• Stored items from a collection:

+===+

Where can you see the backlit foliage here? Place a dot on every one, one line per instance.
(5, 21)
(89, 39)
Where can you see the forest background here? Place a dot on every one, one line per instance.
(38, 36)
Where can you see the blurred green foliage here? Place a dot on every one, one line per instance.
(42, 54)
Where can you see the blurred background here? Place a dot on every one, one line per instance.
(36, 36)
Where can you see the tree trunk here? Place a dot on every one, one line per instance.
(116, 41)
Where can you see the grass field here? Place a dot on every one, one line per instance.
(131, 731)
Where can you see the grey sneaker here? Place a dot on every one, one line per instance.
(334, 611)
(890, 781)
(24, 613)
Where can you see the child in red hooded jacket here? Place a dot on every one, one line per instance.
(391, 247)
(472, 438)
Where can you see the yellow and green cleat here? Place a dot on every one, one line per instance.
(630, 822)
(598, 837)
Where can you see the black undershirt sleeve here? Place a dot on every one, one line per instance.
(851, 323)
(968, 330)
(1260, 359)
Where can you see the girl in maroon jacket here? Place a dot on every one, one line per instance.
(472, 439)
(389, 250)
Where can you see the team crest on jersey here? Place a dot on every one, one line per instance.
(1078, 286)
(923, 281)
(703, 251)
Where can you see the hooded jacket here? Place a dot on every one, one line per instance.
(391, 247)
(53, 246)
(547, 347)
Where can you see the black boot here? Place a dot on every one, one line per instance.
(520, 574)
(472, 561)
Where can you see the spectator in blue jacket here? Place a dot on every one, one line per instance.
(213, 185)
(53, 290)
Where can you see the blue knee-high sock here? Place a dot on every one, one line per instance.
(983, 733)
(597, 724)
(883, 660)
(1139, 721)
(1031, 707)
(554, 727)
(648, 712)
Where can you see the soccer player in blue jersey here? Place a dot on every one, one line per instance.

+===+

• To be done: Rewrite everything from the line containing "Where can you see the hooded" down to the end of the material, swapping "jacket" for "coat" and keeping the rest unchanged.

• Output of the task:
Where can you see the hooded coat here? Place a dot on every one, one line per instance.
(391, 247)
(53, 246)
(547, 347)
Where can you see the black boot here? Place a dot on every one, one line per instance.
(520, 574)
(472, 561)
Where can you see the spectator in blue coat here? Place a dot on every one, one line per instance.
(213, 185)
(53, 290)
Where can you see the blue knee-high sock here? Place a dot on every one, one line per instance.
(983, 733)
(597, 724)
(883, 660)
(1139, 721)
(1031, 707)
(554, 727)
(648, 712)
Where can you see the soccer player in blue jersey here? Place a dot on every one, one line per instance.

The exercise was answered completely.